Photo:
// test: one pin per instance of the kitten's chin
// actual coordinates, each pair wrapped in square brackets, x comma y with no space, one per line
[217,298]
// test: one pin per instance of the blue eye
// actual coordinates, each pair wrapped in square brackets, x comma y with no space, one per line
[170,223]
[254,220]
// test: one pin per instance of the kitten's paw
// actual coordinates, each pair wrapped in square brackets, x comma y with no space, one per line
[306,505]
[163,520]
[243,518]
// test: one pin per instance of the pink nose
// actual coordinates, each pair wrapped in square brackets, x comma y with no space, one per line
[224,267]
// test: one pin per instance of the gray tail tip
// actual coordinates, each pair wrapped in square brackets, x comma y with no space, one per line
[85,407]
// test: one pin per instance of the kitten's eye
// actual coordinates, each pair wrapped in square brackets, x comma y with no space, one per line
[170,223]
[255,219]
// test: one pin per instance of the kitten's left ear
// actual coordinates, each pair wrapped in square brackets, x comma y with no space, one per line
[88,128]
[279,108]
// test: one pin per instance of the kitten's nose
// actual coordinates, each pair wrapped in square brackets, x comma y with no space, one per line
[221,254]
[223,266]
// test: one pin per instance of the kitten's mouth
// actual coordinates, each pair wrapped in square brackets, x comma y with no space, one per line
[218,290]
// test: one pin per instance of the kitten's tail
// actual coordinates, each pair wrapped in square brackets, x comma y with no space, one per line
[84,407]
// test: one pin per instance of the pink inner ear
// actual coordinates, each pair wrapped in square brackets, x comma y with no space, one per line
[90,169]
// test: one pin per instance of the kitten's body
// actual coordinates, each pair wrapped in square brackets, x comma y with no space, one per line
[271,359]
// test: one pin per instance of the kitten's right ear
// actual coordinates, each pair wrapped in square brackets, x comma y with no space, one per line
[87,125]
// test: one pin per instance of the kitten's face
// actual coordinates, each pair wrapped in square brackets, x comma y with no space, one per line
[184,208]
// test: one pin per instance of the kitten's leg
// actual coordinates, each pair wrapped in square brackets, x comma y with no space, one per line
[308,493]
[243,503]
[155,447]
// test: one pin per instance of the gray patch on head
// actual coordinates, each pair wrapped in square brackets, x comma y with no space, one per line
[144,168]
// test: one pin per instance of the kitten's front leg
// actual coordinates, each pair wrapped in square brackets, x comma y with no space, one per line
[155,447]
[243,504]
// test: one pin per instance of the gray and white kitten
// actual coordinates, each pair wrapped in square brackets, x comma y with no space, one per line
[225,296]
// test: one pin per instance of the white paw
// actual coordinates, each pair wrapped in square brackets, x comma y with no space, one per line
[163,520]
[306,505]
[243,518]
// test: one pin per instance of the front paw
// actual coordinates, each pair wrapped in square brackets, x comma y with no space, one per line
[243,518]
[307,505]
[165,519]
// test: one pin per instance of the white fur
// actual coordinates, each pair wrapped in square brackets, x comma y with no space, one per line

— WHAT THE TASK ASKS —
Rewrite the data above as a numbered list, one line per item, and drop any blank lines.

— RESULT —
1. Photo:
2. // test: one pin per instance of the kitten's chin
3. // actual coordinates, each pair wrapped in square brackets, x comma y with no space, one per line
4. [217,298]
5. // test: one pin per instance of the blue eye
6. // actual coordinates, each pair wrapped in square brackets, x comma y with no space, one per line
7. [170,223]
8. [254,220]
9. // test: one pin per instance of the kitten's paw
10. // actual coordinates, each pair wrapped in square brackets, x comma y with no space, one per line
11. [306,505]
12. [163,520]
13. [243,518]
14. // test: one pin per instance of the pink nose
15. // actual coordinates, each pair wrapped in square brackets, x comma y with no space, one per line
16. [224,267]
17. // test: one pin per instance of the gray tail tip
18. // actual coordinates, each pair wrapped in square brackets, x comma y with no space, one per line
19. [85,407]
20. // test: one pin per instance of the kitten's eye
21. // actual coordinates, each pair wrapped in square brackets, x comma y with no space, one per line
22. [170,223]
23. [255,219]
24. // test: one pin per instance of the kitten's left ear
25. // actual coordinates, each pair wrapped in square brackets, x comma y with no space, one per line
26. [88,128]
27. [279,108]
28. // test: one pin per instance of the kitten's nose
29. // actual coordinates, each pair wrapped in square brackets, x comma y with no space, one per line
30. [221,254]
31. [223,266]
32. // test: one pin per instance of the kitten's mouth
33. // actual coordinates, each pair wrapped in square brackets, x comma y with no space, one per line
34. [218,290]
35. // test: one pin per instance of the kitten's tail
36. // actual coordinates, each pair wrapped in square brackets, x comma y with no space, one per line
37. [84,407]
38. // test: one pin per instance of the pink inner ear
39. // actual coordinates, each pair wrapped in square brackets, x comma y with no space, one per line
40. [90,169]
41. // test: one pin per instance of the kitten's body
42. // actual coordinates, each pair wrapped in square brackets, x comma y with no space, one per line
43. [271,359]
44. // test: one pin per instance of the kitten's right ear
45. // actual coordinates, each pair wrapped in square brackets, x comma y with no space, one per line
46. [87,125]
47. // test: one pin per instance of the kitten's face
48. // actual coordinates, each pair wrapped in square brackets, x comma y with no space, one per line
49. [184,208]
50. // test: one pin per instance of the kitten's leg
51. // actual coordinates, each pair wrapped in square brackets, x comma y with no space, one per line
52. [308,493]
53. [243,503]
54. [155,447]
55. // test: one pin per instance of the gray patch on head
56. // actual coordinates, each pair wrapped in square brackets, x comma y with no space, one per line
57. [144,168]
58. // test: one pin per instance of the kitten's front leg
59. // actual coordinates, each pair wrapped in square brackets, x comma y with no space, one per line
60. [155,447]
61. [243,504]
62. // test: one pin per instance of the gray and white kitten
63. // actual coordinates, each pair wrapped in square brackets, x comma y with no space, one per line
64. [225,296]
65. // test: one pin per instance of the white paw
66. // actual coordinates, each pair wrapped in square brackets, x comma y with no space, one per line
67. [163,520]
68. [306,505]
69. [243,518]
70. // test: one pin per instance of the front paw
71. // actual coordinates, each pair wrapped in square brackets, x comma y with no space, one per line
72. [243,518]
73. [307,505]
74. [165,519]
75. // test: one pin per instance of the white fur
76. // actual coordinates, each pair wrapped in square brackets, x comma y with no space, one per line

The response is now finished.